▶ _DATA TO PROCESS_
- - - - - - -

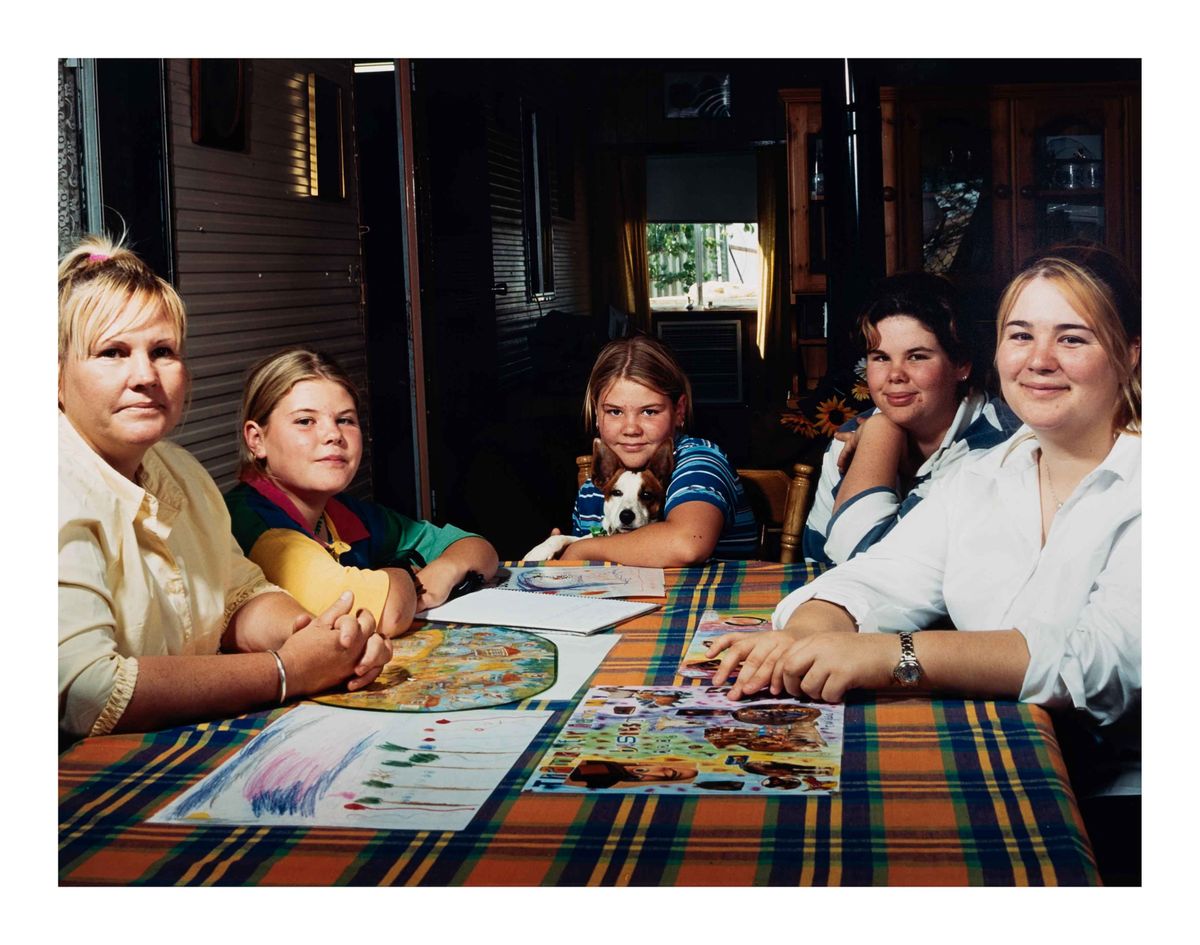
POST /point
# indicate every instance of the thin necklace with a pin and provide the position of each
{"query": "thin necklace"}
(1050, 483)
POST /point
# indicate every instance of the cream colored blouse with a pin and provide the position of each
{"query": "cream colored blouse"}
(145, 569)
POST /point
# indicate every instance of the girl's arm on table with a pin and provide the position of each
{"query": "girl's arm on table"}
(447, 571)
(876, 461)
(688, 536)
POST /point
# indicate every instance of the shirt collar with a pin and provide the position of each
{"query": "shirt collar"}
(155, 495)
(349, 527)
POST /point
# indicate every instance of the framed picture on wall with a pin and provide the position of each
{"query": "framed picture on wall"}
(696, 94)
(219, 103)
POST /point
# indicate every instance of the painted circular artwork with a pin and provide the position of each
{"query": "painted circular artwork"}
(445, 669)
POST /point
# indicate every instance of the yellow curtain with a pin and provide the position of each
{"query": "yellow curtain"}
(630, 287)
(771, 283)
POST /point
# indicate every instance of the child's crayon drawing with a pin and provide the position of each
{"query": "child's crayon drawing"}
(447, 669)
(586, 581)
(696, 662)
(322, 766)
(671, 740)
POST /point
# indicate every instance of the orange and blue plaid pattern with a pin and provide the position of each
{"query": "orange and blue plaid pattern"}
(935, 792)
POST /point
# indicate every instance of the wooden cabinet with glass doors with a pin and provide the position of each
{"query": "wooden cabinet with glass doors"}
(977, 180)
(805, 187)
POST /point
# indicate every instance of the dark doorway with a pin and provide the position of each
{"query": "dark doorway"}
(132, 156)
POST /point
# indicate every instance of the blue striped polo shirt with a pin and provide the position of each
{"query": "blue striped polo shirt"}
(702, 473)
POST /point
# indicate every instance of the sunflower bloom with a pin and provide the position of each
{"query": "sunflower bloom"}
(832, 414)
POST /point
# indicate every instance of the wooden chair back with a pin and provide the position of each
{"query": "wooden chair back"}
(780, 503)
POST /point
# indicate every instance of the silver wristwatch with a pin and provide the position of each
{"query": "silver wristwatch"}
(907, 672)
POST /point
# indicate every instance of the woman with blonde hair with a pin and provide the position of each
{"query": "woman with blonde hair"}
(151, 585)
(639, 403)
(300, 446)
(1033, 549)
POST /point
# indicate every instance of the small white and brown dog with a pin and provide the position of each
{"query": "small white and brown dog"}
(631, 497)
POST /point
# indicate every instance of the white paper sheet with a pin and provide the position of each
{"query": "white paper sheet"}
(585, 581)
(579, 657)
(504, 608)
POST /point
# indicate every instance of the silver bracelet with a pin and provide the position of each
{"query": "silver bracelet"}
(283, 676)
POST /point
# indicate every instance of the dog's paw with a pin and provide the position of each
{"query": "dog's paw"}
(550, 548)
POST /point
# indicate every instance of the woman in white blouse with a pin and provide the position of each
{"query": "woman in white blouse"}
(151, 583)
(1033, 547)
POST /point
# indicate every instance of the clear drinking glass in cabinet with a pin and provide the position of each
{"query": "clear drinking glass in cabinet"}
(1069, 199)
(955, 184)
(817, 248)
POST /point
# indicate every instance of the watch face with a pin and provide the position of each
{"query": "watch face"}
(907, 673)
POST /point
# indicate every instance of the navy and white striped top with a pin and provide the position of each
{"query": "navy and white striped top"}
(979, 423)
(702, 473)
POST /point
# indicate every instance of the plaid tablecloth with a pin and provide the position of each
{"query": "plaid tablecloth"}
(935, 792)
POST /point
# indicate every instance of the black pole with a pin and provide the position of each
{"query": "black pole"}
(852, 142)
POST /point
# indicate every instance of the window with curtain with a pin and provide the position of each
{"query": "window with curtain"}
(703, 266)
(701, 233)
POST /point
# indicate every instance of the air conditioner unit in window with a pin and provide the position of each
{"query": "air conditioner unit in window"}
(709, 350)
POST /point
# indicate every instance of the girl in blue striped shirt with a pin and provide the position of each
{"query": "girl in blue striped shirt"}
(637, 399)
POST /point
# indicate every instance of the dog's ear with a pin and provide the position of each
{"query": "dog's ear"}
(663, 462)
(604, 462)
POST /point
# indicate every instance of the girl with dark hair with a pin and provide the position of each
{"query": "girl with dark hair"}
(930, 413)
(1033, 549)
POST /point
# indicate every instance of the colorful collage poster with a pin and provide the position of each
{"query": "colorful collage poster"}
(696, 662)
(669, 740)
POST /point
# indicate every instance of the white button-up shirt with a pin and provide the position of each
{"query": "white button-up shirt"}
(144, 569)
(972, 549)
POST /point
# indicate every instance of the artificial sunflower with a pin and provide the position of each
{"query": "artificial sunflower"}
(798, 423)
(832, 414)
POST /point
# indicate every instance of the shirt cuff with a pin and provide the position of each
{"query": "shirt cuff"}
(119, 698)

- - - - - - -

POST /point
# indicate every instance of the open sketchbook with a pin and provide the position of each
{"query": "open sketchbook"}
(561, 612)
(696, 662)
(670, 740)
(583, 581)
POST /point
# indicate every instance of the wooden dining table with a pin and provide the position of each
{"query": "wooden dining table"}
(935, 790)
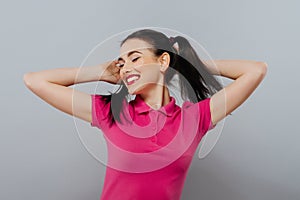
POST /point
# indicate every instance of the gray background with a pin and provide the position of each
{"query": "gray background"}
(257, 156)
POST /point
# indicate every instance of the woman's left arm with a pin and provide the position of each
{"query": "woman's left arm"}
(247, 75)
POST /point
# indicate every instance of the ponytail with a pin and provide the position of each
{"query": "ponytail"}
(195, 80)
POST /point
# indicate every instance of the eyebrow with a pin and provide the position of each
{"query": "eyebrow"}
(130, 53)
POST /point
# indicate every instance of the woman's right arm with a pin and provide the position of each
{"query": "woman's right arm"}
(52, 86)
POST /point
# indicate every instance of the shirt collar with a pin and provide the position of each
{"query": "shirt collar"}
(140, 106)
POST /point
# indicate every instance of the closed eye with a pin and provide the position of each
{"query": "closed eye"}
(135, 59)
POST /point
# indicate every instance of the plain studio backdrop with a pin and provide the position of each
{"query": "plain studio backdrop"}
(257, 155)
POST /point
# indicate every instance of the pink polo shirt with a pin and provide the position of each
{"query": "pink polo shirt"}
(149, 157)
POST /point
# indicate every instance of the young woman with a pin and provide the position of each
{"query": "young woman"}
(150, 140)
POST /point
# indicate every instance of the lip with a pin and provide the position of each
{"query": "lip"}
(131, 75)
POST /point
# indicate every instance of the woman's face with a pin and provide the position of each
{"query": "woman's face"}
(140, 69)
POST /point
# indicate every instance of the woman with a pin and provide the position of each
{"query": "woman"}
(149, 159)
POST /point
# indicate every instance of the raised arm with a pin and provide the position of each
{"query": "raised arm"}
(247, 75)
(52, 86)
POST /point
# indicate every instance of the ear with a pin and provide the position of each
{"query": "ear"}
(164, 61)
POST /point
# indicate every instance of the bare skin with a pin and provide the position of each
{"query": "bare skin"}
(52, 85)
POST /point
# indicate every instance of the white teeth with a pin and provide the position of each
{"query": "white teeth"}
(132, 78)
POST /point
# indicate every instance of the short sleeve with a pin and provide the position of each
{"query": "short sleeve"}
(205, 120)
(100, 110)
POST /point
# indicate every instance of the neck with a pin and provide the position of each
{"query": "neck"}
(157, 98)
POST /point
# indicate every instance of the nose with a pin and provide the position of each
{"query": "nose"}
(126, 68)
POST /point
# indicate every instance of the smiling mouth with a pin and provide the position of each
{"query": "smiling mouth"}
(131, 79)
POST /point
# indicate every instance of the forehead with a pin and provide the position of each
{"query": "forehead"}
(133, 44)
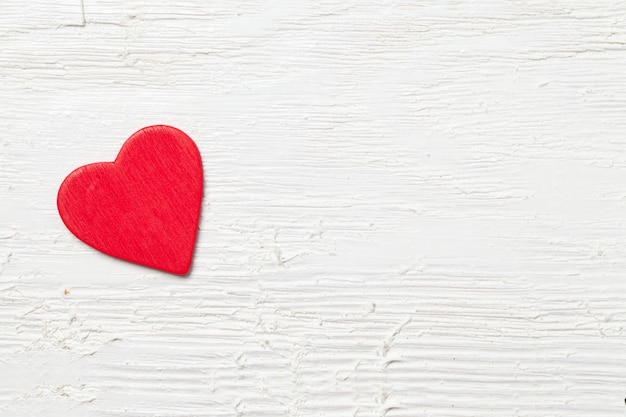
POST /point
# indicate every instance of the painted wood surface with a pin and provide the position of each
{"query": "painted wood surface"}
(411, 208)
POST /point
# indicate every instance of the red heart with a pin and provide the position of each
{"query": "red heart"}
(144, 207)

- - - - - - -

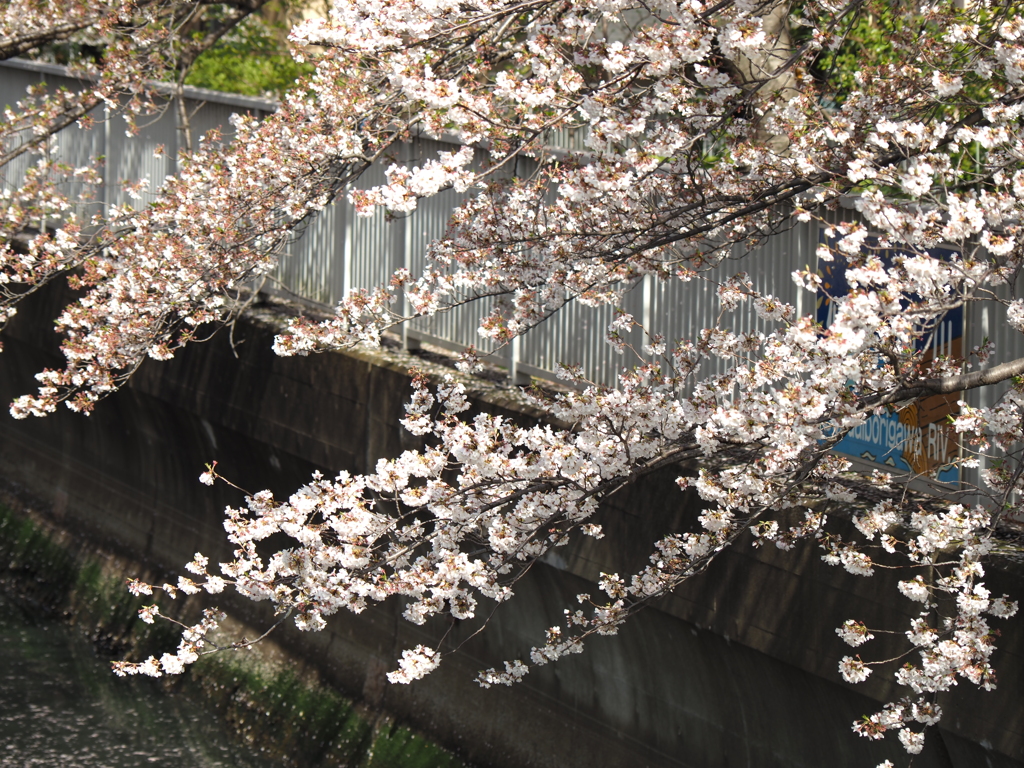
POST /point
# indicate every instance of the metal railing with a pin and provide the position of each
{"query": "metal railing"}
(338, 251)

- - - - - - -

▶ _YOUR OBJECTIVE_
Locate every line in the entries above that contains the string "colored", and copy each one out in full. Case counts.

▶ _RESPONSE TO THE EXERCISE_
# indicate every instance of the cream colored blouse with a pin and provide the position of each
{"query": "cream colored blouse"}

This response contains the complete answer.